● **READING PASSAGE**:
>> Begin

Jurgen Klopp has brought the Bill Shankly ethos back to Anfield and the German is “a Scouser at heart” says former Liverpool chief executive Peter Moore.

Moore left Liverpool in August after a successful three-and-a-half years in the job which coincided with the club’s sixth Champions League triumph and – in July – the end of a 30-year wait for the league title.

None of it would have been possible without Klopp, who has turned Liverpool’s fortunes around after replacing Brendan Rodgers as manager in 2015.

Speaking to BBC Sport, Moore heaped praise on the 53-year-old: “There is no facade with Jurgen. There is no show for the cameras. He is a massive personality and a great motivator of men.

“We often reflect on the Bill Shankly era. The phrase he used was ‘I was made for Liverpool and Liverpool was made for me’. The same could be said of Jurgen. I think he is a Scouser at heart.

“He has all the attributes; caring for people, warm personality, he is charismatic and incredibly articulate. He understands the values of the club, what it means to the fans and how important they are collectively.

“Shankly called it The Holy Trinity – managers, players, fans. Jurgen recognises it. There is a psychological bond between manager and fans. We have had lots of that at Liverpool over the decades but the closest example is what Shankly and Jurgen Klopp have done.”

>> End

● **MATERIAL PROVIDED**:
>> Begin

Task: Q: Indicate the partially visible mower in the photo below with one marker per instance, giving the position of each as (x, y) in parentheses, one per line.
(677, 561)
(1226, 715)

>> End

● **TASKS FOR THIS EXERCISE**:
**a)** In the Klopp article, which manager did Klopp replace at Liverpool in 2015?
**b)** Using the Klopp article, explain why Moore calls Klopp "a Scouser at heart."
**c)** Please translate this sentence from the Klopp article into Spanish: "He is a massive personality and a great motivator of men."

● **FULL ANSWERS**:
**a)** Brendan Rodgers

**b)** Moore says Klopp has all the attributes: he cares for people, has a warm personality, and is charismatic and very articulate. He also understands the club's values, what it means to the fans, and how important they are collectively. Moore adds that Shankly's words "I was made for Liverpool and Liverpool was made for me" could be said of Klopp too.

**c)** Es una personalidad enorme y un gran motivador de hombres.